▶ [What the exercise asks]:
Rescale the data starting at the line that contains "Guideline — for every instance of the dark" and ending with the last line of the data. Reproduce only those lines, requests included, with every coordinate in the answers multiplied by 1.8 and rounded to a whole number (halves up), leaving the requests and their x,y format samples unchanged.

▶ [Source data]:
• • • •

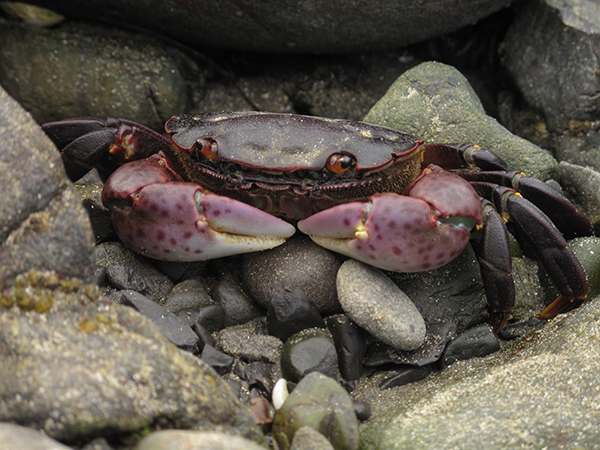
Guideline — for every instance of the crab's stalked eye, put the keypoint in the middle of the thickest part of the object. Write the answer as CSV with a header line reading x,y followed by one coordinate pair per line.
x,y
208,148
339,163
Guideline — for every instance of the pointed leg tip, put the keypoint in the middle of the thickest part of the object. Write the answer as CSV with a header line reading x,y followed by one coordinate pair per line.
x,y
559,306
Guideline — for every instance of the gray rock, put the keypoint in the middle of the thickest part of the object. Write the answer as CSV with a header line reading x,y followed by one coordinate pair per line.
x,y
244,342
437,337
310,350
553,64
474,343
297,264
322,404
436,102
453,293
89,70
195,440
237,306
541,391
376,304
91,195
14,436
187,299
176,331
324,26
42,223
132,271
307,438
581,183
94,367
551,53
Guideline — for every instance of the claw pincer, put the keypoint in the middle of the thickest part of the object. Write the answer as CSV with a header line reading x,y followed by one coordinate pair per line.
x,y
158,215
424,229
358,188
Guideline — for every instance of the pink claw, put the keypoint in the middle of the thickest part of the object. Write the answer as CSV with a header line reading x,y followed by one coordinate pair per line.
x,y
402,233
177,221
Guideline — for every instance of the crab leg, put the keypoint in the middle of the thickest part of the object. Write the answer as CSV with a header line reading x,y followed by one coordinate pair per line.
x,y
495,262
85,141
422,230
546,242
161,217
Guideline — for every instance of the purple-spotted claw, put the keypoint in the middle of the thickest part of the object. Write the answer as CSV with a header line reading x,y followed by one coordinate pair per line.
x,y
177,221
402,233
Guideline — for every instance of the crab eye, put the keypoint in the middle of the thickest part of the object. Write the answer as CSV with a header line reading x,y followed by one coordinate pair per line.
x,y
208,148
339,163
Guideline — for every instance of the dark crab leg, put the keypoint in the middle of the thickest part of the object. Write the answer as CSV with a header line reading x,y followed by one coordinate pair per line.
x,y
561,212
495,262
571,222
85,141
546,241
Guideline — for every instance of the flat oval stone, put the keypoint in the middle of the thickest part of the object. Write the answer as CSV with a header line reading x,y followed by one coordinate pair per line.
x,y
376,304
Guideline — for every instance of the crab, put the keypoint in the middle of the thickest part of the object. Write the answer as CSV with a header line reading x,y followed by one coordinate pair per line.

• • • •

▶ [Complete response]:
Guideline — for every instance of the dark crab leg, put the keypoint in the middle of the thickest part of the object. Write the answer as CSV with a header line reading x,y followed by one coordinate pair per line.
x,y
1010,382
891,472
1028,400
153,254
983,434
Guideline — for every instance of the flat oval stone, put the keypoint in the middle of the thickest part of the object. Write the answer as CSV with a header line reading x,y followed by one coordinate pair per line.
x,y
677,547
Guideline — for every instance of the crab, put the keypoint in the middle of the thickest part of the object. Write the answer as CSV with a header line reading x,y followed by one coordinate pair per line.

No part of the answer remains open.